Doch über die Kulturfunktion hinaus, kommt Spiel in diesem Bereich eine weitere Funktion zu. Dazu müsste vorerst geklärt werden, was man unter dem Terminus „Kultur“ überhaupt versteht. Die Definition nach STADLER ELMER (2015) soll hier als Grundlage dienen: Kultur ist
„soziales Verhalten, tradiertes Wissen, Gewohnheiten und Überzeugungen, mit welchen Menschen ihr Zusammenleben gestalten und regeln. Kultur ist somit das ständige aktive Gestalten, das sich an der Tradition orientiert, diese verändert und an nächste Generationen weiter tradiert.“ (S. 14)
Hier verstecken sich zwei weitere Funktionen des Spiels:
Zum ersten das Tradieren an weitere Generationen. Spiele, als Teil der Kultur, werden wiederholt gespielt und lösen in den Spielern ein Vertrautheitsgefühl aus. Es ist etwas Bekanntes, dessen Wiederholung als angenehm empfunden wird (STUCKENHOFF, 1975). Vor allem das Bedürfnis der Kinder nach Ordnung wird so befriedigt.
Als zweites das Zusammenleben, das durch Kultur beeinflusst, gesteuert und geregelt wird. Ein wichtiges Stichwort sind in diesem Zusammenhang „Affekte“, die Emotionen und Gefühle umfassen. Diese körperlich-affektiven Zustände können nach STADLER ELMER (2015) umgeformt und somit kontrolliert werden. Diese Umformung geschieht durch Kultur, also beispielsweise durch Musik, Sprache und Rituale und garantiert Ordnung. Und Kultur gründet, wie wir gesehen haben, auf dem Spiel. Durch dieses werden die Umformung der Affekte und die dadurch hergestellte Ordnung erst ermöglicht.

> **Datenauszug**:
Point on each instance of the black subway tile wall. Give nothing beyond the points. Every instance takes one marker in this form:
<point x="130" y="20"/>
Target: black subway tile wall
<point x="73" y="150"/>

> **Aufgaben**:
A. Geben Sie an, ob die folgenden Aussagen mit dem Text über Spiel und Kultur übereinstimmen, und belegen Sie jede Antwort mit dem entscheidenden Wortlaut. (i) Die verwendete Definition von Kultur stammt von STADLER ELMER (2015). (ii) Die Wiederholung bekannter Spiele wird als unangenehm empfunden. (iii) Durch wiederholtes Spielen wird vor allem das Bedürfnis der Kinder nach Ordnung befriedigt.
B. Wodurch geschieht laut dem Text über Spiel und Kultur die Umformung der Affekte?
C. Übertragen Sie aus dem Text über Spiel und Kultur wortgetreu die Passage, die mit „Hier verstecken sich“ beginnt und bis einschließlich „wird so befriedigt.“ reicht.

> **Lösungen**:
A.
(i) Ja: „Die Definition nach STADLER ELMER (2015) soll hier als Grundlage dienen“
(ii) Nein: „dessen Wiederholung als angenehm empfunden wird“
(iii) Ja: „Vor allem das Bedürfnis der Kinder nach Ordnung wird so befriedigt.“

B. Sie geschieht durch Kultur, beispielsweise durch Musik, Sprache und Rituale.

C.
Hier verstecken sich zwei weitere Funktionen des Spiels:
Zum ersten das Tradieren an weitere Generationen. Spiele, als Teil der Kultur, werden wiederholt gespielt und lösen in den Spielern ein Vertrautheitsgefühl aus. Es ist etwas Bekanntes, dessen Wiederholung als angenehm empfunden wird (STUCKENHOFF, 1975). Vor allem das Bedürfnis der Kinder nach Ordnung wird so befriedigt.